ZIEL. Nenne alle Personen, die im Text über die Fahrradselbsthilfewerkstatt mit Vor- und Nachnamen genannt werden.

DOKUMENT.
----------

Tobias Drößler (rechts) hat in der Selbsthilfewerkstatt „Radskeller“ viel gelernt. Jens Nitsche gibt Tipps und macht klare Ansagen, doch anpacken müssen die Kunden hier trotzdem selbst. © Sven Ellger

Tobias Drößler tigert um sein nostalgisches Tourenrad, das auf dem Montageständer hängt. „Irgendwas ist mit der Kette“, sagt der 32-Jährige mit gerunzelter Stirn. Hilfesuchend schaut er zu Jens Nitsche. Der steht in der kleinen Kellerwerkstatt und hat das Problem längst erkannt. Ein Teil ist aus der Kette herausgebrochen, sodass der Stift nicht mehr hält. „Du musst das Teil herausholen und dann versuchen, die Kette wieder zu schließen. Mal sehen, ob sie dann noch lang genug ist“, sagt Nitsche und reicht Drößler einen Nietdrücker. „Probier’s mal!“

Eigentlich hätte Nitsche das viel schneller selbst erledigt. Aber er arbeitet ehrenamtlich im „Radskeller“, einer Fahrradselbsthilfewerkstatt in der Johannstadt. „Unser Ziel ist es, Hilfestellung zu geben, damit unsere Kunden künftig vieles selbst reparieren können“, sagt der 57-Jährige. „Deshalb lassen wir sie erst mal machen.“ Manchen fehlt auch ganz einfach das Werkzeug zuhause.

----------

DATENTEIL.
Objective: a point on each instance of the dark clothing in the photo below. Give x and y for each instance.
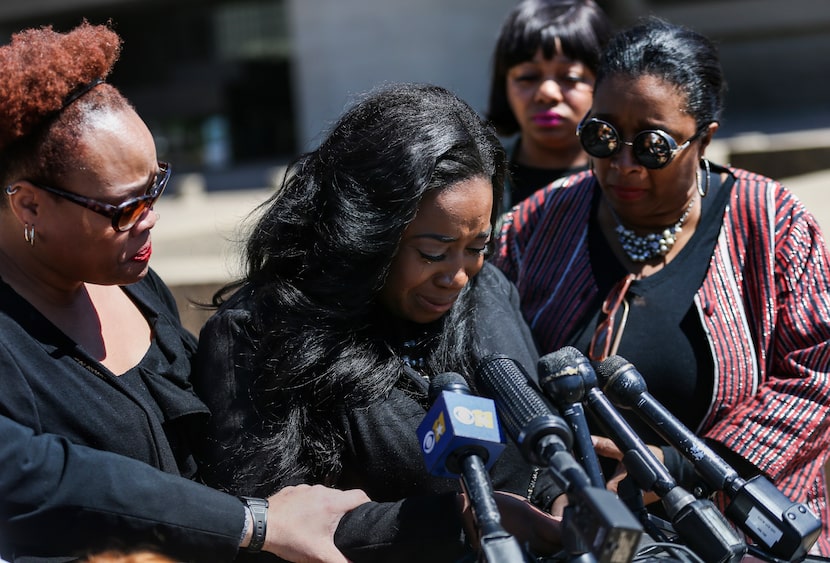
(58, 498)
(764, 304)
(419, 520)
(523, 180)
(51, 385)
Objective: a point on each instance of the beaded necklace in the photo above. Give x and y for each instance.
(644, 248)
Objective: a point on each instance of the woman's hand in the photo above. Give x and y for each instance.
(302, 520)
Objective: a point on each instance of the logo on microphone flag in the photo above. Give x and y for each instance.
(459, 423)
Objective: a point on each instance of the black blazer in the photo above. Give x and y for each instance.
(415, 518)
(58, 498)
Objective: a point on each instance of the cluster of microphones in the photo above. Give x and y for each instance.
(461, 438)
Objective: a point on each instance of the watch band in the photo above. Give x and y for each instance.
(259, 512)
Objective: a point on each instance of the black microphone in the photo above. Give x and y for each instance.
(460, 437)
(786, 529)
(596, 524)
(697, 521)
(562, 384)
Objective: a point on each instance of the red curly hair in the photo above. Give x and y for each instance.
(42, 68)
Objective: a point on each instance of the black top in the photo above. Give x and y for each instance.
(52, 385)
(416, 518)
(663, 334)
(58, 498)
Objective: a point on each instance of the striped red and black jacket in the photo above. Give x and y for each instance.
(764, 306)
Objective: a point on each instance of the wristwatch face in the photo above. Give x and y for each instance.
(259, 514)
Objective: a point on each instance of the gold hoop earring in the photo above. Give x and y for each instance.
(700, 189)
(29, 234)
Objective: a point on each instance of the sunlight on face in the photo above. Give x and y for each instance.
(441, 251)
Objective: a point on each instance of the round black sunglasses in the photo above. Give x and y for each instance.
(652, 148)
(125, 215)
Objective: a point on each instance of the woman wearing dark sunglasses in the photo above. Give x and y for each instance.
(713, 281)
(92, 352)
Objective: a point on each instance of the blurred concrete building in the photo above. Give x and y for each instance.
(232, 88)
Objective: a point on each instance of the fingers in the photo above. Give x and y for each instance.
(302, 520)
(606, 447)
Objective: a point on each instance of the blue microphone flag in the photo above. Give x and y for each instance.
(458, 424)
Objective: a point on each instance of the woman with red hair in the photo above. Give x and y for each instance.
(91, 346)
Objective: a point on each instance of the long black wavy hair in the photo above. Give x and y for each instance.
(321, 252)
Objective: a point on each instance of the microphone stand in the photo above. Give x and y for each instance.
(496, 544)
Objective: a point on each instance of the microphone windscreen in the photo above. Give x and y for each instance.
(447, 381)
(561, 361)
(608, 367)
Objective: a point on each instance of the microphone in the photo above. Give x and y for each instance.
(595, 522)
(460, 437)
(786, 529)
(697, 521)
(564, 386)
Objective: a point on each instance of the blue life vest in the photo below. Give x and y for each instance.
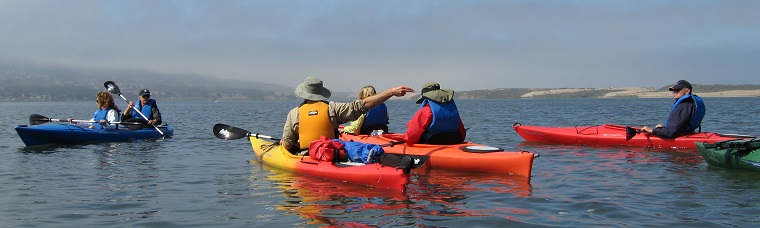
(375, 116)
(101, 114)
(147, 110)
(445, 118)
(696, 115)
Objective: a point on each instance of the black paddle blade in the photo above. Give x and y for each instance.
(112, 87)
(36, 119)
(135, 123)
(629, 133)
(228, 132)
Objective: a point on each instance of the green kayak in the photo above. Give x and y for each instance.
(739, 154)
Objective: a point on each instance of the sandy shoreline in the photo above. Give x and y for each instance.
(642, 92)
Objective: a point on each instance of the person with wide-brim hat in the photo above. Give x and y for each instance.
(686, 114)
(437, 121)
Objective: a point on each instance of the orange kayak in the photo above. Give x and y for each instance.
(368, 174)
(466, 156)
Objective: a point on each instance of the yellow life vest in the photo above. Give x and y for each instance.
(313, 122)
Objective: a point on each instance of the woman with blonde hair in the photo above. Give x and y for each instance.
(375, 119)
(107, 113)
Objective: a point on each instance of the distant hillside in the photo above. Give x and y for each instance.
(611, 92)
(28, 82)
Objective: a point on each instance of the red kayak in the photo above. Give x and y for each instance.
(617, 135)
(465, 156)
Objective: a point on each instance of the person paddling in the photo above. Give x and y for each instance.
(375, 119)
(316, 117)
(107, 113)
(147, 106)
(437, 121)
(686, 114)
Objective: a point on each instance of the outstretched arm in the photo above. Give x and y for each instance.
(377, 99)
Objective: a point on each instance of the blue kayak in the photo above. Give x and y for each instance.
(73, 134)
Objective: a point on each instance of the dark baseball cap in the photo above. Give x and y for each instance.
(680, 85)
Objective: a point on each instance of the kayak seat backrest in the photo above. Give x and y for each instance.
(447, 138)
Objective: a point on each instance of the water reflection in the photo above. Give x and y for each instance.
(429, 196)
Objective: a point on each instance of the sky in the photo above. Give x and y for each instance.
(463, 45)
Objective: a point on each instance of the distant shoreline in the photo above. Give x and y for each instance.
(609, 92)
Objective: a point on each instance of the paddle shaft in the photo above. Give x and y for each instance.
(143, 116)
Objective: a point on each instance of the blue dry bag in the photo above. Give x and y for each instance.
(360, 152)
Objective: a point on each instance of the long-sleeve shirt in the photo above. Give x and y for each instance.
(111, 116)
(339, 113)
(421, 120)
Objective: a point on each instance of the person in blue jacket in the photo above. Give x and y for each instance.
(686, 114)
(147, 106)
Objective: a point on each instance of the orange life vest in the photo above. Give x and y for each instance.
(313, 122)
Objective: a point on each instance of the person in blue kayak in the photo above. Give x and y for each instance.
(437, 121)
(686, 114)
(316, 116)
(147, 106)
(375, 119)
(106, 114)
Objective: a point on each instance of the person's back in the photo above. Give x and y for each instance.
(437, 121)
(146, 106)
(298, 134)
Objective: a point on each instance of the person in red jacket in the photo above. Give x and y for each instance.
(437, 121)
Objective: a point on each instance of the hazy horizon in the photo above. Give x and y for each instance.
(466, 45)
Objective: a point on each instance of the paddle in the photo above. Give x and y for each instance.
(133, 123)
(113, 88)
(228, 132)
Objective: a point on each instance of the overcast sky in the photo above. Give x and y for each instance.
(463, 45)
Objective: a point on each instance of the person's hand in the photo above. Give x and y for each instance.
(401, 91)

----------

LÖSUNG. Tobias Drößler, Jens Nitsche, Sven Ellger